Source text:
※

DockQ, fnat, i-RMSD and L-RMSD

The OpenStructure implementation follows the descriptions in refs. 37,73. The scores are designed to evaluate dimers with a defined chain assignment, eliminating the need for a chain mapping algorithm. Results from OpenStructure align closely with those from DockQ v2.1.374, available from https://github.com/bjornwallner/DockQ, with additional details provided in Supplementary Section 4. For protein–peptide interactions, the CAPRI community recommended modifying the default parameters75. This adjustment can be applied in OpenStructure by enabling the dockq-capri-peptide flag in the compare-structures ‘action’.

ICS/IPS

The OpenStructure implementation follows the descriptions in ref. 6. The original description does not specify procedures for chain mapping or score aggregation for higher-order oligomers. In OpenStructure, QSMap chain mapping is applied and all contacts from the complete model and reference complexes are collected to compute ICS/IPS for full complexes. Per-interface scores are reported separately. The ICS/IPS implementation used by the CASP Prediction Center (https://predictioncenter.org) aggregates per-interface scores, but it is unclear if any weighting is involved or small interfaces are discarded. Since it is not publicly available, we compared our results with those published by the Prediction Center. Results from OpenStructure closely match for dimers. Results for higher-order assemblies are qualitatively similar, with discrepancies owing to differences in score aggregation (Supplementary Section 4).

※

[Saved entries]
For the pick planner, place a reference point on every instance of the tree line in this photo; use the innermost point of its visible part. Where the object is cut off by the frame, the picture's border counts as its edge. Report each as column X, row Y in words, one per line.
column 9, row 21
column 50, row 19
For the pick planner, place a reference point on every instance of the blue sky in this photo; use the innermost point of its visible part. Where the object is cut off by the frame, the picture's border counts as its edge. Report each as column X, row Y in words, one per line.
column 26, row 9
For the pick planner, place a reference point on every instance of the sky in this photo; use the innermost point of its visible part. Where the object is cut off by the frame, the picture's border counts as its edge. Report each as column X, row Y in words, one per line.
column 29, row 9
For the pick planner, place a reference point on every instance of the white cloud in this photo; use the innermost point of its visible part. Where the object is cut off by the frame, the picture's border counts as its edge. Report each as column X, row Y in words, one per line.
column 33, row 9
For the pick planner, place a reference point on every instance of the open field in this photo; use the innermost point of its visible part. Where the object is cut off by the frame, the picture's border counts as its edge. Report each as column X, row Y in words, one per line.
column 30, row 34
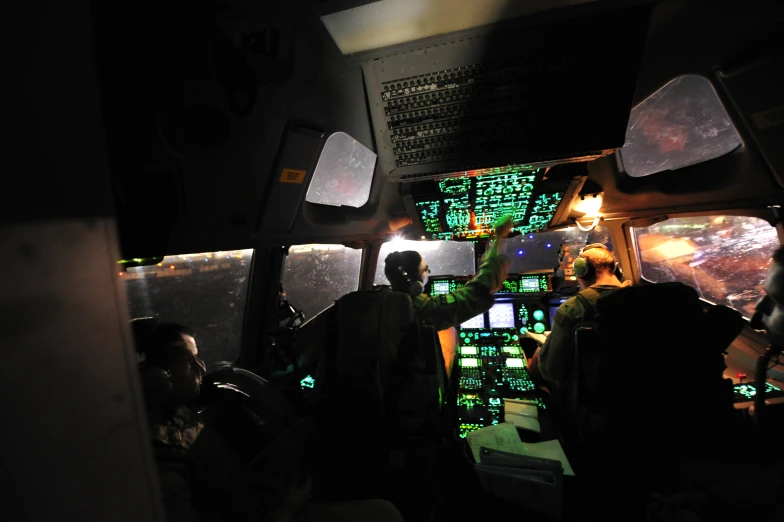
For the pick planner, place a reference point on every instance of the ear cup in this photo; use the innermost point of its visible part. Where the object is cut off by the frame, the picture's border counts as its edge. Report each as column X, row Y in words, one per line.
column 582, row 267
column 413, row 287
column 618, row 272
column 156, row 385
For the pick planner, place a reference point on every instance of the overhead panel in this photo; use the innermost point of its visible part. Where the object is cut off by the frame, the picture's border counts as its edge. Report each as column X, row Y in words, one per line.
column 534, row 96
column 466, row 207
column 392, row 22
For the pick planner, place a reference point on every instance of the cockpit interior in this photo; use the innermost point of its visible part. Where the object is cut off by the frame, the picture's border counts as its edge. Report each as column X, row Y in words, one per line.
column 248, row 169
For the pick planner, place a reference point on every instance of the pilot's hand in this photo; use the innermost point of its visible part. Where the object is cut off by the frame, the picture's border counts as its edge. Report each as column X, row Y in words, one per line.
column 502, row 227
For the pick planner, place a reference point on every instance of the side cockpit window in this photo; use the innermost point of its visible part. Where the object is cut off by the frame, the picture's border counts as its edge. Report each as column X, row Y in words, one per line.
column 316, row 275
column 344, row 173
column 204, row 291
column 681, row 124
column 725, row 258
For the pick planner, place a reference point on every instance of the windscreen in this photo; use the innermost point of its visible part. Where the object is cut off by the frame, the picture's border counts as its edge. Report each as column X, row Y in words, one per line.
column 443, row 257
column 539, row 251
column 205, row 292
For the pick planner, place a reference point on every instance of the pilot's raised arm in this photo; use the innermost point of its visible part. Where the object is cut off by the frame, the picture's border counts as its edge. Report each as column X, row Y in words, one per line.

※

Exercises to complete:
1: Decide whether each statement agrees with the OpenStructure scoring text, answering yes or no and quoting the deciding words. (a) The DockQ, fnat, i-RMSD and L-RMSD scores require a chain mapping algorithm. (b) The ICS/IPS implementation used by the CASP Prediction Center is publicly available. (c) OpenStructure's ICS/IPS results closely match the Prediction Center's for dimers.
2: In the OpenStructure scoring text, swap "chain assignment" for "chain pairing" and write out the passage that begins at the words "DockQ, fnat, i-RMSD" and stops after "the compare-structures ‘action’.".
3: Carry on the OpenStructure scoring text from its last sentence.

Answers in order:
1:
(a) No: "eliminating the need for a chain mapping algorithm"
(b) No: "Since it is not publicly available, we compared our results with those published by the Prediction Center."
(c) Yes: "Results from OpenStructure closely match for dimers."

2:
DockQ, fnat, i-RMSD and L-RMSD

The OpenStructure implementation follows the descriptions in refs. 37,73. The scores are designed to evaluate dimers with a defined chain pairing, eliminating the need for a chain mapping algorithm. Results from OpenStructure align closely with those from DockQ v2.1.374, available from https://github.com/bjornwallner/DockQ, with additional details provided in Supplementary Section 4. For protein–peptide interactions, the CAPRI community recommended modifying the default parameters75. This adjustment can be applied in OpenStructure by enabling the dockq-capri-peptide flag in the compare-structures ‘action’.

3:
GDT

The GDT reports the fraction of reference Cɑ positions that can be superposed within a specified distance threshold of the respective model positions, which is an optimization problem with an implementation in the LGA tool33. OpenStructure offers its own implementation, which largely follows LGA but allows for seamless integration into the quaternary structure and RNA scoring capabilities of OpenStructure. The algorithm relies on a strict mapping between model and reference positions (Cα for peptides and C3′ for nucleotides). Starting from an initial set of mapped model/reference position pairs, the following steps are iteratively applied: (1) use set to compute a minimal RMSD transformation, (2) apply the transformation to all model positions and (3) update set to include all pairs within the specified distance threshold, stopping if the set no longer changes, and report the largest set observed. Other than LGA, which employs the longest continuous segment algorithm33 to help identify good starting sets, OpenStructure simply uses sliding windows of sizes of 7, 9, 12, 24 and 48 on the model/reference positions. To prevent long runtimes for large structures, each sliding window is applied a maximum of 1,000 times at equidistant locations.

Historically, CASP uses GDT_TS (total score), which averages GDT scores with distance thresholds 1, 2, 4 and 8Å. The GDT_HA (high accuracy) variant, introduced in the high accuracy category of CASP7, uses lower distance thresholds of 0.5, 1, 2 and 4 Å to provide a finer-grained estimate for high-quality models76. OpenStructure provides the GDT_TS and GDT_HA scores, but other than LGA, which scales these scores in the range 0–100, OpenStructure scales them to 0–1. In the case of oligomers, model/reference positions are mapped on the basis of the QSMapR chain mapping algorithm. Results from OpenStructure align closely with those from LGA, as queried from https://predictioncenter.org, with additional details provided in Supplementary Section 4.

R.m.s.d

OpenStructure employs the Kabsch algorithm32 to compute the r.m.s.d. on the basis of Cα positions for peptides and C3′ positions for nucleotides. In the case of oligomers, chain mapping is determined by QSMapR before r.m.s.d. computation. Given that r.m.s.d. computation is a well-established procedure, no benchmarking against reference implementations was conducted.

US-align

OpenStructure includes US-align (version 20231222, GitHub commit 444144c) natively. Alternatively, it is possible to use a locally-installed version of US-align by supplying the path to the US-align binary.

CAD-score

The CAD-score is computed with the voronota-cadscore program77, which must be installed separately from OpenStructure.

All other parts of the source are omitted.